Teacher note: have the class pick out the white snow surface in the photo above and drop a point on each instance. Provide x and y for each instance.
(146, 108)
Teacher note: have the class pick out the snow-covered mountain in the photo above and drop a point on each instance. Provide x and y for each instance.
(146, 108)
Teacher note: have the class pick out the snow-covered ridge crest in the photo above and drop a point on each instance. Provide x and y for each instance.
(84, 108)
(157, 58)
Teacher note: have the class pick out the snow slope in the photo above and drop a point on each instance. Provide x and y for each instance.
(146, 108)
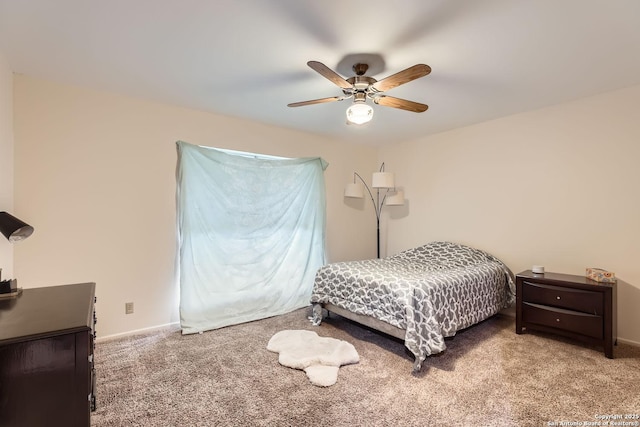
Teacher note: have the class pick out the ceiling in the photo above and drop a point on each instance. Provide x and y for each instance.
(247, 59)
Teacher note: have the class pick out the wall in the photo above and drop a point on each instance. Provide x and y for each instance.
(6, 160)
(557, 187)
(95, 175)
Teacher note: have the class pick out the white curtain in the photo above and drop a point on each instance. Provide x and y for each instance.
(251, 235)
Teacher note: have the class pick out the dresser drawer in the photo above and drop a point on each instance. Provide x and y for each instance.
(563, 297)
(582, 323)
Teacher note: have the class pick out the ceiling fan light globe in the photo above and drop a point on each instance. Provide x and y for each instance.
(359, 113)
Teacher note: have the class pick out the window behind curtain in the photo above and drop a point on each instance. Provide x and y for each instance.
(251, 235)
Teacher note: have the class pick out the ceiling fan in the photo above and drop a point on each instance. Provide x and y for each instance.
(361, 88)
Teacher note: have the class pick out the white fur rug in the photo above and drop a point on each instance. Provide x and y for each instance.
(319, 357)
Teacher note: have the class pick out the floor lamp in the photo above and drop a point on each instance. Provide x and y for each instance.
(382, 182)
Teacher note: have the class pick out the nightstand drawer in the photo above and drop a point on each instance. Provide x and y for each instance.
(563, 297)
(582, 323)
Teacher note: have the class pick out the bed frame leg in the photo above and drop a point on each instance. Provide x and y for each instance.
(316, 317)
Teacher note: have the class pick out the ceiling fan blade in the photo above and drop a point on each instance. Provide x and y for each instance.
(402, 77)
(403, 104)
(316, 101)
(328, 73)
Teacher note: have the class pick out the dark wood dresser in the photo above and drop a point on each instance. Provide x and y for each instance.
######
_Requirement_. Reproduce the whole listing verbatim and keep all pictures out of it.

_Response for this exercise_.
Teacher note: have the class pick out the white snow surface in the photo above and drop a point on each instance. Provide x and y for each instance.
(146, 108)
Teacher note: have the class pick out the snow-covered mountain in the photo above and drop a point on each instance. Provide x and y for each instance.
(146, 108)
Teacher note: have the class pick out the snow-covered ridge crest in the photo above and drop a point on each instance. Provide x and y for each instance.
(84, 108)
(157, 58)
Teacher note: have the class pick out the snow slope in the photo above and drop a point on each instance. Provide x and y for each instance.
(146, 108)
Teacher note: have the class pick out the ceiling in the photo above and drop a point on each instance. Provide x and y for each instance.
(247, 59)
Teacher note: have the class pick out the wall in the photo above and drop a point on each instance. Provide x and y for each instance.
(6, 160)
(557, 187)
(95, 175)
Teacher note: have the class pick out the white curtain in the photo above and drop a point on each instance. Provide x and y for each instance.
(251, 235)
Teacher note: have the class pick out the dresser drawer in the photo above and drop a point on each instance. Provide x and y for each instance.
(563, 297)
(582, 323)
Teacher note: have the class pick out the ceiling fan light globe in the photo above and drop a point on each instance. Provide x and y for each instance.
(359, 113)
Teacher note: have the class pick out the window behind curtain in the photo above and drop a point on each instance. Provide x and y for each instance.
(251, 235)
Teacher note: have the class pick out the ceiling fan in the photo above and drop a point on each instance. Provide x and y for each instance.
(361, 88)
Teacher note: have the class pick out the white fur rug in the photo above and drop a point on each instance. Provide x and y for each instance.
(319, 357)
Teacher note: have the class pick out the floor lamp in the photo above and drop a point on each instance. Provide x and y for each instance.
(382, 182)
Teacher note: have the class pick out the nightstand drawer in the photo above and drop a point on each instance. Provide x and y for each instance.
(563, 297)
(582, 323)
Teacher note: have the class pick out the bed frame leg in the photo above and drop a point on each instance. Provide x and y for each instance.
(316, 317)
Teacher note: have the class pick out the ceiling fan blade in the photo above and drop a point on each instance. Provide x and y for each instance.
(402, 77)
(403, 104)
(316, 101)
(328, 73)
Teacher note: have the class pick out the dark wood dresser in the photo above and drop a point on each instance. Provide x and y for each instance.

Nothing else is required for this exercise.